> [PROBLEM STATEMENT]: With images excluded, write out each entry below exactly as given.

>>>

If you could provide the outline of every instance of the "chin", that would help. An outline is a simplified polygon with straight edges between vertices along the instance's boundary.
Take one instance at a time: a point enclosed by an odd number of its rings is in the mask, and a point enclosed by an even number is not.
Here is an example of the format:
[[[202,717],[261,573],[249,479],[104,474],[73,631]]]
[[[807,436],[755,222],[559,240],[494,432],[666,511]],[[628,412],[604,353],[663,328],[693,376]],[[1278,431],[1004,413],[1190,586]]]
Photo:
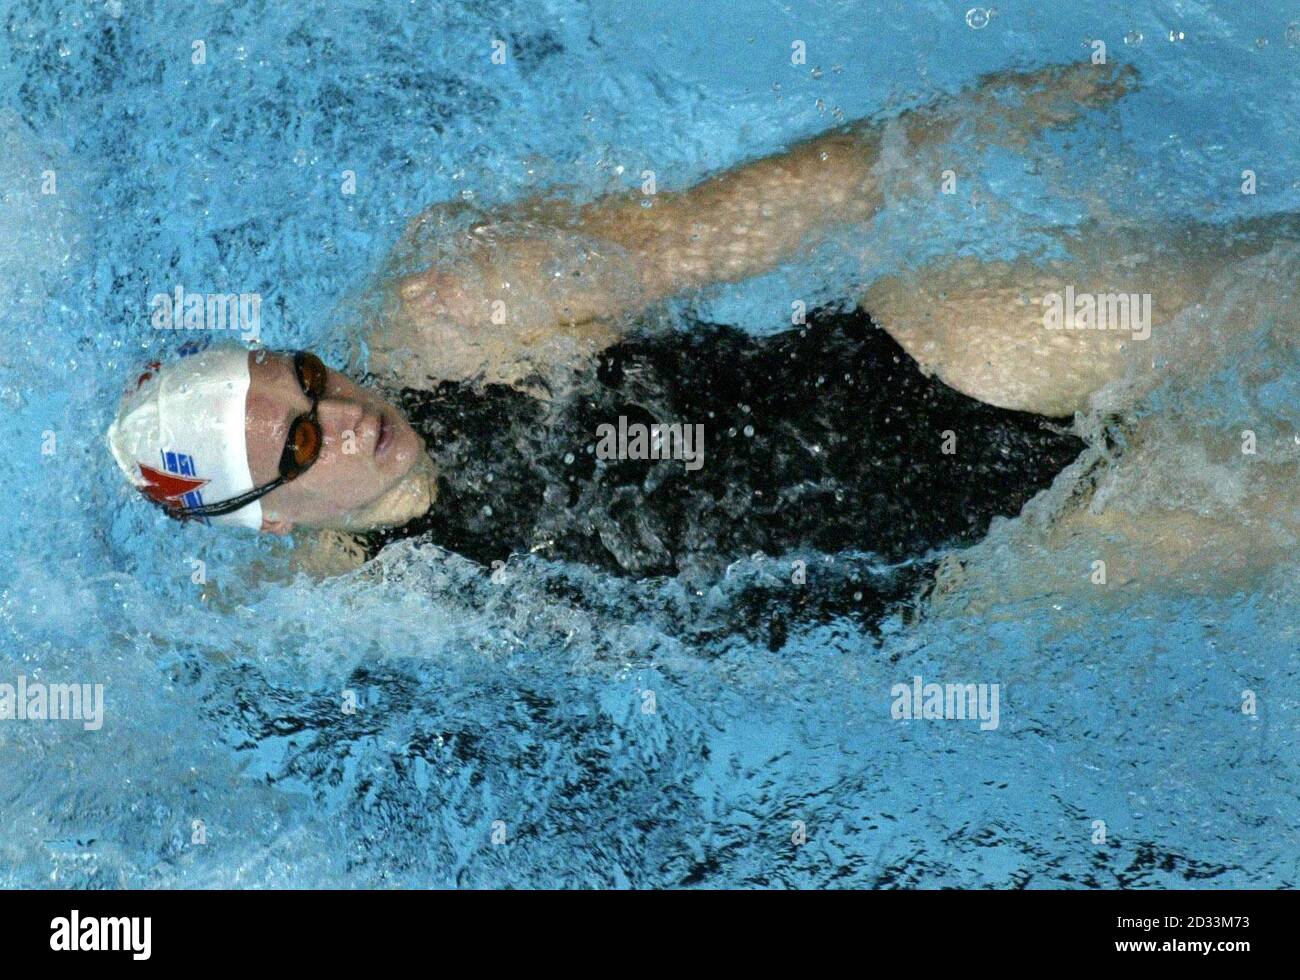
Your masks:
[[[388,455],[391,475],[398,480],[411,472],[424,456],[424,440],[405,419],[401,419],[398,430],[393,433],[393,444],[388,449]]]

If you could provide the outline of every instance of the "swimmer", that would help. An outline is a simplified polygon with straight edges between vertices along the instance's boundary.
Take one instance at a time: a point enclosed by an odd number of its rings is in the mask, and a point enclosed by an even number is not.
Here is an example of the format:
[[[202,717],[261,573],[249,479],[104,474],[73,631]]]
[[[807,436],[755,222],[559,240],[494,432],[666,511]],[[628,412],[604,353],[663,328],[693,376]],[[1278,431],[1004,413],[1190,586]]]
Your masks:
[[[319,532],[331,568],[411,537],[484,563],[536,553],[636,575],[800,548],[902,559],[976,540],[1078,455],[1070,416],[1143,356],[1131,335],[1044,329],[1027,297],[1063,281],[1158,282],[1158,337],[1199,301],[1208,270],[1263,252],[1290,224],[1095,231],[1065,240],[1070,259],[1050,266],[938,263],[763,339],[647,332],[638,318],[869,221],[885,206],[886,157],[939,173],[954,140],[1022,146],[1133,81],[1090,64],[989,76],[649,208],[540,198],[467,223],[460,207],[435,207],[394,252],[366,371],[351,372],[364,384],[308,352],[205,350],[131,379],[110,448],[169,515]],[[435,248],[449,236],[451,256]],[[602,426],[656,425],[669,427],[666,452],[597,451]],[[690,468],[673,439],[696,425]]]

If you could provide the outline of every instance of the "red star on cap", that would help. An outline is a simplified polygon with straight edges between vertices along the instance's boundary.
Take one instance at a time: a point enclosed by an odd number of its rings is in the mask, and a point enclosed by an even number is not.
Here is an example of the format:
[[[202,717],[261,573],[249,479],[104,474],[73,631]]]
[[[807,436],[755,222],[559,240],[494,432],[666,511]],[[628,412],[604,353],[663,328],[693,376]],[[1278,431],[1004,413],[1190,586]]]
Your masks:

<<<

> [SOLUTION TO THE PROBLEM]:
If you could provide the outline of every instance of the "chin", that would help. An outline is a simplified polygon with straight edges between vertices along the instance's boundary.
Take one instance at a time: a point enclosed by an odd number of its rings is in the mask, and a point enclosed by an even number is not.
Here is an example of the format:
[[[202,717],[261,573],[249,479],[104,474],[73,631]]]
[[[807,436],[755,222],[559,240],[494,432],[666,511]],[[628,412],[604,353],[663,328],[693,376]],[[1278,431],[1004,413],[1190,586]]]
Photo:
Your masks:
[[[388,455],[391,475],[398,480],[411,472],[424,456],[424,440],[405,419],[401,419],[398,430],[393,433],[393,444],[388,449]]]

If you could provide the outline of every instance of the "swimmer", that would help. An outline is a simplified polygon with straight edges between vertices along the instance's boundary.
Take one instance at a time: a point enclosed by an odd number of its rings is in the mask, and a point enclosed by an even number is not.
Here is an example of the format:
[[[202,717],[261,573],[249,479],[104,474],[73,631]]]
[[[807,436],[755,222],[559,240],[494,432],[666,511]],[[628,412],[604,353],[663,328],[693,376]],[[1278,431],[1004,413],[1190,586]]]
Your masks:
[[[319,532],[331,568],[411,537],[484,563],[536,553],[636,575],[800,548],[902,559],[976,540],[1078,455],[1070,416],[1143,356],[1131,335],[1044,329],[1027,297],[1063,281],[1158,282],[1158,337],[1199,301],[1208,270],[1263,252],[1290,224],[1095,231],[1065,240],[1070,259],[1050,266],[938,263],[763,339],[647,332],[638,318],[869,221],[885,206],[886,157],[939,173],[954,140],[1022,146],[1133,81],[1090,64],[989,76],[649,208],[540,198],[467,223],[460,207],[435,207],[394,252],[366,371],[351,372],[364,384],[308,352],[205,350],[131,379],[110,448],[169,515]],[[435,248],[449,236],[451,256]],[[602,426],[656,425],[669,427],[666,452],[597,451]],[[690,468],[673,439],[696,425]]]

If you could provide the outline of every instance of the "red star on cap", that would help. An outline is a simplified polygon with straight edges between vertices along the instance's boundary.
Take one instance at a time: a point enclosed by an odd number of its rings is in the mask, and a point enclosed by an even number is not.
Here is an example of the format:
[[[202,717],[261,573],[249,479],[104,474],[73,631]]]
[[[807,436],[755,222],[559,240],[494,432],[666,511]],[[628,412],[604,353],[663,328],[693,376]],[[1278,431],[1004,413],[1190,586]]]
Your masks:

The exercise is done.